» **TASK TO CARRY OUT**
Reproduce the following data verbatim, preserving every line and character as given.

» **ENTRIES PROVIDED**

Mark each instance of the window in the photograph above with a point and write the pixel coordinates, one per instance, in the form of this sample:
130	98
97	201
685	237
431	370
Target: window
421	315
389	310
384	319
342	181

» **TASK ANSWER**
Mark each instance of the window in the photograph above with a point and write the pixel coordinates, one per instance, in the form of this sample:
130	98
97	201
685	237
431	370
Target: window
421	315
389	310
384	319
342	181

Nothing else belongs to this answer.